┌─ DATASET ENTRIES

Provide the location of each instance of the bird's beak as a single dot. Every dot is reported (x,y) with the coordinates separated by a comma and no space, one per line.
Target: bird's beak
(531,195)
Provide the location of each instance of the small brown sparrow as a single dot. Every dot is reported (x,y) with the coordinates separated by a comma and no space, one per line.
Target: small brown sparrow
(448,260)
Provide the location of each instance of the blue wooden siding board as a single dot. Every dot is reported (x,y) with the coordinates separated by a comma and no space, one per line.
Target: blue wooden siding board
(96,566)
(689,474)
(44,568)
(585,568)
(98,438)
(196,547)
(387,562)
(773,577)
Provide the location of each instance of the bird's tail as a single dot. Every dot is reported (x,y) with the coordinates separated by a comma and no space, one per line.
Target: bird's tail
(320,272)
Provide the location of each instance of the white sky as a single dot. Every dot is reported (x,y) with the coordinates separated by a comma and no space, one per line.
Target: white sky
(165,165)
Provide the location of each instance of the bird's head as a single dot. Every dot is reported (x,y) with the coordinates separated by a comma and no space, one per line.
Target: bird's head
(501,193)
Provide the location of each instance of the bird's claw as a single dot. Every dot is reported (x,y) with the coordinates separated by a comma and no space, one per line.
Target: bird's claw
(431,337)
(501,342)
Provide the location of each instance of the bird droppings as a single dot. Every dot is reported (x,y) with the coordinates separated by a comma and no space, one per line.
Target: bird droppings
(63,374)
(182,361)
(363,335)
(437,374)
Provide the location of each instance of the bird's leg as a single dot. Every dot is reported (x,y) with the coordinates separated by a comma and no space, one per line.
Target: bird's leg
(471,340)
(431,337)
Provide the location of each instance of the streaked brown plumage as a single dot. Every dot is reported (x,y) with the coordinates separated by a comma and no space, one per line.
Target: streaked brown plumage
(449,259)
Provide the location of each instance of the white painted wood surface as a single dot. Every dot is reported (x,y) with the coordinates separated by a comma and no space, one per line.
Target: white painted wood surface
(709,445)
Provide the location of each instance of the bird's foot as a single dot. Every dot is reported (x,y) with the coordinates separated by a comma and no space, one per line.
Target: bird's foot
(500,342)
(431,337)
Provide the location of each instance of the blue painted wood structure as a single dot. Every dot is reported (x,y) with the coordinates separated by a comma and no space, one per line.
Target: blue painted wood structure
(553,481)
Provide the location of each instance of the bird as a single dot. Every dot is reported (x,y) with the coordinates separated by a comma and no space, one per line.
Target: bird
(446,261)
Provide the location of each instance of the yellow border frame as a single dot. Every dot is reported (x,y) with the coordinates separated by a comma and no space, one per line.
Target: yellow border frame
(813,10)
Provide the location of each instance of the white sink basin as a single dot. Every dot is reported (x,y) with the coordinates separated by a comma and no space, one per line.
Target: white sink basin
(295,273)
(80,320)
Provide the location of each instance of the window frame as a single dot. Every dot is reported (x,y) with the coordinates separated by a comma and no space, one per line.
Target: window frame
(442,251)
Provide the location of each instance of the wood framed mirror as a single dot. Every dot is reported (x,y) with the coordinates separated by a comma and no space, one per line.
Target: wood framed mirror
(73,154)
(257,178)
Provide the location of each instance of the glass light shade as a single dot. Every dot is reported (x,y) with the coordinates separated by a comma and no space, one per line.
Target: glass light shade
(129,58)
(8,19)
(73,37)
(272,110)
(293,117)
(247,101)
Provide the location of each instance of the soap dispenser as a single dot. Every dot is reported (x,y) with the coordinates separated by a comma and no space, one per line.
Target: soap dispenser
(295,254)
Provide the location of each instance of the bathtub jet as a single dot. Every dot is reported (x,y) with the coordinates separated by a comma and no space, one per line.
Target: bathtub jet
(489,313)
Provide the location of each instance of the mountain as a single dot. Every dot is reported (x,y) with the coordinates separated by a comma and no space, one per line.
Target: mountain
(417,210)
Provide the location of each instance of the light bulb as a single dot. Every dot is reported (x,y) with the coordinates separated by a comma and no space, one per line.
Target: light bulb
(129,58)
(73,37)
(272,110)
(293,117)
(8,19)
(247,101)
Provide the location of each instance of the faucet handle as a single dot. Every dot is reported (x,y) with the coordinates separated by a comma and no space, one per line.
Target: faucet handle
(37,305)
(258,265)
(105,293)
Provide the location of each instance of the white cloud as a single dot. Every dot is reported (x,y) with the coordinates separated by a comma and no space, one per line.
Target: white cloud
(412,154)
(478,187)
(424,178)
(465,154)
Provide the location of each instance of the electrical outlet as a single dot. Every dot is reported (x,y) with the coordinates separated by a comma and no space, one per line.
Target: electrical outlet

└─

In the records above, how many lines contain the string "outlet"? State that number only.

**SOLUTION FOR THIS TASK:**
2